Meat-based LLM proxies
I am noticing one thing becoming more prominent over time; meat-based LLM proxies.
They'll talk to you as if they're human, except all of their words are written by an LLM. Anything you tell them, they feed to the same LLM and send you the response.
Effectively, you end up talking to the LLM via a meat proxy.
The experience is strange; you aren't able to grasp any common human aspects because there are none. You can't reason with the human, because the human isn't doing the reasoning. You can't appeal to it, because the LLM behind it is in direct support of its own and the proxy's opinions and whims.
If the proxy holds a position, the LLM will hold the position too, reinforcing it for both the proxy and itself. This position is unwinnable, as the human chose to do this willingly, and the LLM doesn't care. The proxy cares about the LLM output reinforcing their position, and the LLM exists only ephemerally for as long as the message does. Your arguments may never land, as the LLM will find ways to discount them and reassure the proxy that they're correct. In the end, it becomes frustrating to the point of giving up.
When you respond with humanity, you receive much of the same, and it feels quite bad. You're writing your own messages, giving them the respect of your time, and they've offloaded their thinking to an LLM and copied you the response. Every future interaction is the same, resulting in a reduced willingness to engage at all.
One place I have experienced this directly is in the workplace. Messaging they send out is obviously written by an LLM, as it quotes all of the things it should quote; company values, recent outcomes, shared comms, and hits all of the buzzwords throughout. It will say all of the seemingly-right business things yet distinctly lack the touch of humanity the proxy possesses.
""" Congratulations to the incredible team on this outstanding delivery — your unwavering commitment to excellence, cross-functional collaboration, and customer-centric execution truly exemplifies our core values in action. This is what going above and beyond looks like, and I couldn't be prouder of the impact we're driving together. Well done, everyone — let's carry this momentum forward! """

Dataset content →
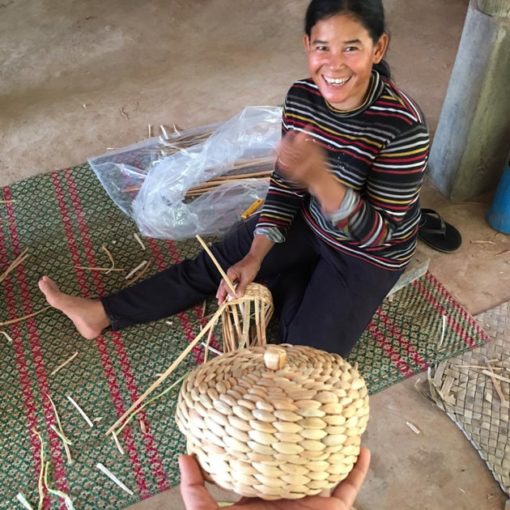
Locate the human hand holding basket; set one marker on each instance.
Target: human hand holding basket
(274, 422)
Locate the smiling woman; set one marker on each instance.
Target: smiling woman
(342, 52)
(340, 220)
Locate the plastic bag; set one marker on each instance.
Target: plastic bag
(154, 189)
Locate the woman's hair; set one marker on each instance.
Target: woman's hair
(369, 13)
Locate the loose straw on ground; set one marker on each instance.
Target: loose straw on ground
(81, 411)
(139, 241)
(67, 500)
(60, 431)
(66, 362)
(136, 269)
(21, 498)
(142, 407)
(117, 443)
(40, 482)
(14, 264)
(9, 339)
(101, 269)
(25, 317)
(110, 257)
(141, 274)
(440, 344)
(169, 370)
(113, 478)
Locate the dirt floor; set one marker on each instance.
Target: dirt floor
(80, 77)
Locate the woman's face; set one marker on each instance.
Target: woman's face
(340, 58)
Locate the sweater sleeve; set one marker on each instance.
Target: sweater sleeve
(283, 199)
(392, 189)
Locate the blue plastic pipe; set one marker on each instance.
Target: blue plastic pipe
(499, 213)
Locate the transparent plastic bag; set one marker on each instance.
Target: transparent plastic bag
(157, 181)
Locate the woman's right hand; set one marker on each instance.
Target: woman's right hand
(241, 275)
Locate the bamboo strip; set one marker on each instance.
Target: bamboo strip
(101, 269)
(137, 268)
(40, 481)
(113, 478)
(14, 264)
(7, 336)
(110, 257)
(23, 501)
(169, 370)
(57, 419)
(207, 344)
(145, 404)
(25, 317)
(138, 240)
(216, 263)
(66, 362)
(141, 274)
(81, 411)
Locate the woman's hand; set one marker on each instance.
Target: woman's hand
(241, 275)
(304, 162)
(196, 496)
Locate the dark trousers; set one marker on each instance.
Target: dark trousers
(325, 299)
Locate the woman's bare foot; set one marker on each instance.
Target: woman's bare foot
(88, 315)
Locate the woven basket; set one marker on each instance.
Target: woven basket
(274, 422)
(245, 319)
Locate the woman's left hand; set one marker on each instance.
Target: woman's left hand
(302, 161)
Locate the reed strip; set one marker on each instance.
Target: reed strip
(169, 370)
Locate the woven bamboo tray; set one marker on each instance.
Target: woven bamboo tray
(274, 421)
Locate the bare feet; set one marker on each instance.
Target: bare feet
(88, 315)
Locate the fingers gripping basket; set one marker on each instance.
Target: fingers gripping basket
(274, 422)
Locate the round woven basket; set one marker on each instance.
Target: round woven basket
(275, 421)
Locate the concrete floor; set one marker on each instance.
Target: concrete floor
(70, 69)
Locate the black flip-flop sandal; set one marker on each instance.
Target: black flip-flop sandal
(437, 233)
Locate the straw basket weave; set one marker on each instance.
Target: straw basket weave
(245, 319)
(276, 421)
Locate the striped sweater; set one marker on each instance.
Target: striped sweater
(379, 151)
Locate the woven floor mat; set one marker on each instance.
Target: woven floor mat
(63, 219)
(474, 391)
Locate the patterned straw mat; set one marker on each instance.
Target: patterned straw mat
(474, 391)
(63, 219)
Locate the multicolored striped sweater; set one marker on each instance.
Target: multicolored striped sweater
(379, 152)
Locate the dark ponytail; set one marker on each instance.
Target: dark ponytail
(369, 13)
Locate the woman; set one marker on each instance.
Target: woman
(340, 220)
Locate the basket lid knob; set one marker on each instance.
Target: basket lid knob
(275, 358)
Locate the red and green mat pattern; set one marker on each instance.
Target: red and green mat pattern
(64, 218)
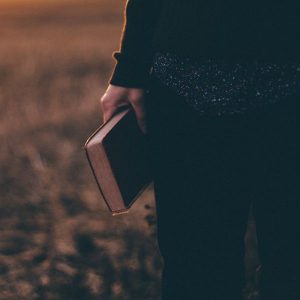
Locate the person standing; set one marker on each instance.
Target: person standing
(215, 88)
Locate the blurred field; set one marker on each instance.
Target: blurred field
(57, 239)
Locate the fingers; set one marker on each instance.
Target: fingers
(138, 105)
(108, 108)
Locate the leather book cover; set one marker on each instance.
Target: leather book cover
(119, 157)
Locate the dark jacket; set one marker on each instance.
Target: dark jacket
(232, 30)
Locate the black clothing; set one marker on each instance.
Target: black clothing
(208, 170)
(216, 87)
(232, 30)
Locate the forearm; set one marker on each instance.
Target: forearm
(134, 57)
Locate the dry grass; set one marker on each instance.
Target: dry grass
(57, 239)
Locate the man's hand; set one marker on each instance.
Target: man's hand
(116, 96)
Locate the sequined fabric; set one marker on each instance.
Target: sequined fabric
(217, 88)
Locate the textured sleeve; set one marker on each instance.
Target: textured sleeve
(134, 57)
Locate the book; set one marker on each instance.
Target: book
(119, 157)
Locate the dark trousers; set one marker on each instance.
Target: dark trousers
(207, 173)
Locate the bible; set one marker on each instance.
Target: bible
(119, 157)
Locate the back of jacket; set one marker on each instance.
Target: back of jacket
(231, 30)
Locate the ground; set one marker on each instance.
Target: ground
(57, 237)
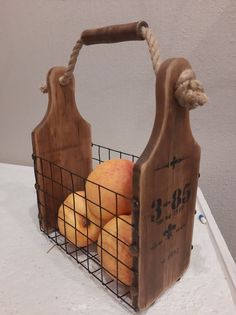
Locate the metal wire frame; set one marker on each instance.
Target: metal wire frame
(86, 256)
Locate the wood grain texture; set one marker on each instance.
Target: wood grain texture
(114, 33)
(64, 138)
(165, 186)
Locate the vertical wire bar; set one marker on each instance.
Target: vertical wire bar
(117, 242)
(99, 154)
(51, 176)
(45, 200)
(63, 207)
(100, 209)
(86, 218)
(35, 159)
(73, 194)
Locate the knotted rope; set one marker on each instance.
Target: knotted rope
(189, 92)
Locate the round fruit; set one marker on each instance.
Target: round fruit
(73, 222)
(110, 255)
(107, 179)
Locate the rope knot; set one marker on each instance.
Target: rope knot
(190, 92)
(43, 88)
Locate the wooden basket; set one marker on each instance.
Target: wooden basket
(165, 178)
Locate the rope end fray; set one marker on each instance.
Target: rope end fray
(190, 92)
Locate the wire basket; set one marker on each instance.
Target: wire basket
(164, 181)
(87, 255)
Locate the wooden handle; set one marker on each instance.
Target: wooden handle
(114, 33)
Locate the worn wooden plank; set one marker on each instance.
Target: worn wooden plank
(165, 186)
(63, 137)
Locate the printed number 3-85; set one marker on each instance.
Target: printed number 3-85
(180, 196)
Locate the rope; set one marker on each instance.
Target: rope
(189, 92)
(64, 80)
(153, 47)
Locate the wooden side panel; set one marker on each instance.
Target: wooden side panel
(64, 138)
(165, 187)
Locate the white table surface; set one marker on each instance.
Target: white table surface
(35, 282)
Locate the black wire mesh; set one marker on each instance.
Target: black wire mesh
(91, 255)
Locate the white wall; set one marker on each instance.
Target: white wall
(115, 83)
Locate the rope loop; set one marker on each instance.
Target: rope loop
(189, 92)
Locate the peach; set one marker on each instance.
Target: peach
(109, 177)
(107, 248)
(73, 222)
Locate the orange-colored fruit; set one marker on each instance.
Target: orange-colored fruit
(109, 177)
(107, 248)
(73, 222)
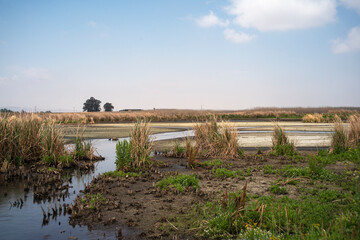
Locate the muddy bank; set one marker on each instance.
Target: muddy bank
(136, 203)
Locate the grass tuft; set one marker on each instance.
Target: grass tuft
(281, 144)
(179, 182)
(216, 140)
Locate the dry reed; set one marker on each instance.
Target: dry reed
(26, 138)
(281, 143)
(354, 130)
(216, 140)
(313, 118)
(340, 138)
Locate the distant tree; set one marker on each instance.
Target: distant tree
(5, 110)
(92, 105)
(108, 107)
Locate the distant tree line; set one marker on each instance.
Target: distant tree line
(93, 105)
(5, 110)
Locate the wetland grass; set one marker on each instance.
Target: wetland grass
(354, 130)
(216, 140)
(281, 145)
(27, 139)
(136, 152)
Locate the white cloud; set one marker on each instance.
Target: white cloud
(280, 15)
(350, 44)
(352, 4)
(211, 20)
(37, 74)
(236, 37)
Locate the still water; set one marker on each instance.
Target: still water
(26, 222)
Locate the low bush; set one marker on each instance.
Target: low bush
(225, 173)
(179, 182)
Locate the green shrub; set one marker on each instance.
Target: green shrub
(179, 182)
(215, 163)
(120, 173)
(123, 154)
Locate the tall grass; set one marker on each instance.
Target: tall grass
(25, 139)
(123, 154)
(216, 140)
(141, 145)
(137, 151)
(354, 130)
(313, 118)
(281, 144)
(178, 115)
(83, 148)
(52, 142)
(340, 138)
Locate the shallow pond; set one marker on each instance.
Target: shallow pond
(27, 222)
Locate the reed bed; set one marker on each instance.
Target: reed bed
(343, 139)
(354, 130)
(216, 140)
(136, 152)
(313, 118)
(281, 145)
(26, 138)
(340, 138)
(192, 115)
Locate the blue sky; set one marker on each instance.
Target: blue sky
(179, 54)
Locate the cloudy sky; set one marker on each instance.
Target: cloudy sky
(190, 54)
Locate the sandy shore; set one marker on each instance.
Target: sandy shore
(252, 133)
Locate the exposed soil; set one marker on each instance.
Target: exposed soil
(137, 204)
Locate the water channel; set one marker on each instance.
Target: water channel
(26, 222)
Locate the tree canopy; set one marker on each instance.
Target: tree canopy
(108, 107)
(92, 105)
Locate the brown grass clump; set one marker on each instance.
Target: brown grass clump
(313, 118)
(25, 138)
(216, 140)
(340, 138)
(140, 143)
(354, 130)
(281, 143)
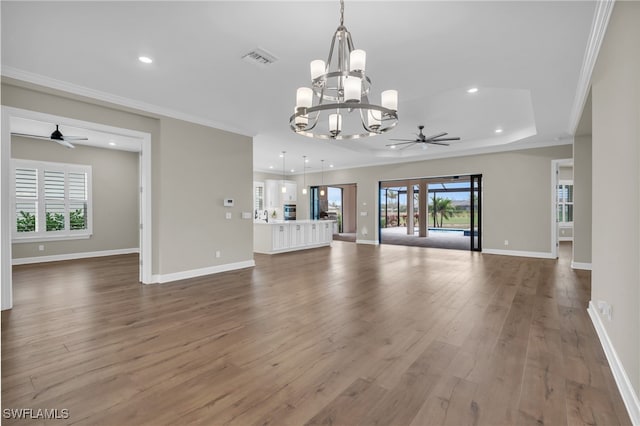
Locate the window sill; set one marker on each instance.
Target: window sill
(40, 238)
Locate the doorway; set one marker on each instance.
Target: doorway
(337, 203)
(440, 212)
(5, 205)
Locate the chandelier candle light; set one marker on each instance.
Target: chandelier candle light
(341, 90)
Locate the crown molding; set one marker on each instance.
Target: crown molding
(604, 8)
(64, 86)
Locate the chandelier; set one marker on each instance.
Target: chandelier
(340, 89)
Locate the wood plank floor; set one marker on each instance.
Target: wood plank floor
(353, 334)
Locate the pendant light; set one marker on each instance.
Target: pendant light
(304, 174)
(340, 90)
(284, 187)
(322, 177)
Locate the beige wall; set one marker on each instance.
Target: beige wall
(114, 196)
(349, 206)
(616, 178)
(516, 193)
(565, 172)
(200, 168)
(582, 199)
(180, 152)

...

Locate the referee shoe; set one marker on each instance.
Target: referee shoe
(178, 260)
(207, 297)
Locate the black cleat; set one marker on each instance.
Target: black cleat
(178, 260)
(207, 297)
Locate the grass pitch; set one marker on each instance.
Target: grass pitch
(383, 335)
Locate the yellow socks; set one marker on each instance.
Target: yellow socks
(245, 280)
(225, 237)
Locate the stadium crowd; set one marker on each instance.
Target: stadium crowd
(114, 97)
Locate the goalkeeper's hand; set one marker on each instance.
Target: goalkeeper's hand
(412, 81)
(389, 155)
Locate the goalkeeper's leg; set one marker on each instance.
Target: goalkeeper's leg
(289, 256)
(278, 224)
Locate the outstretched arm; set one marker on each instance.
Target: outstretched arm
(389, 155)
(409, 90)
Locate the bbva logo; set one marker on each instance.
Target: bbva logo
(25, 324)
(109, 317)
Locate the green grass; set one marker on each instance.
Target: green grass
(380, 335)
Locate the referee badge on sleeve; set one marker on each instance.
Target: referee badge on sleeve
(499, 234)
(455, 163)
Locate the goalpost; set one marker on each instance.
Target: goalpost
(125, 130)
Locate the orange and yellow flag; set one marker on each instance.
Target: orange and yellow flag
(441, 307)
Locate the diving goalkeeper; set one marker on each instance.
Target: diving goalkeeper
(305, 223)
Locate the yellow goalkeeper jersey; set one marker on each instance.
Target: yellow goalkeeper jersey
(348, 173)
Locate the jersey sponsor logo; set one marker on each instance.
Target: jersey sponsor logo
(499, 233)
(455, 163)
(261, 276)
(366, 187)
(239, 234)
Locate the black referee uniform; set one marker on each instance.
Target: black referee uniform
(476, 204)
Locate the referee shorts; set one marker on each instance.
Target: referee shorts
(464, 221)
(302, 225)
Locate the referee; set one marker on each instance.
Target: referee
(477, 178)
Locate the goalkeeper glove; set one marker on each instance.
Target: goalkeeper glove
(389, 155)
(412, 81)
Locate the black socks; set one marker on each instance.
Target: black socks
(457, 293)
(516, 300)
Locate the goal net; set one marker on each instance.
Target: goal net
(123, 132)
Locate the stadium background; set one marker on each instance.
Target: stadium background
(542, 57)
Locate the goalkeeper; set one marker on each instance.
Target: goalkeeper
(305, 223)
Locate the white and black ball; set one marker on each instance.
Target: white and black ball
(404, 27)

Brief →
Say whether each statement agrees with the text on meat-based LLM proxies. Answer yes or no for each, and quote the words of the text that decide it.
1. The proxies' words come from an LLM.
2. Workplace messages from proxies avoid buzzwords.
3. Arguing against a proxy's position usually succeeds in the end.

Completed task →
1. Yes: "all of their words are written by an LLM."
2. No: "hits all of the buzzwords throughout."
3. No: "This position is unwinnable."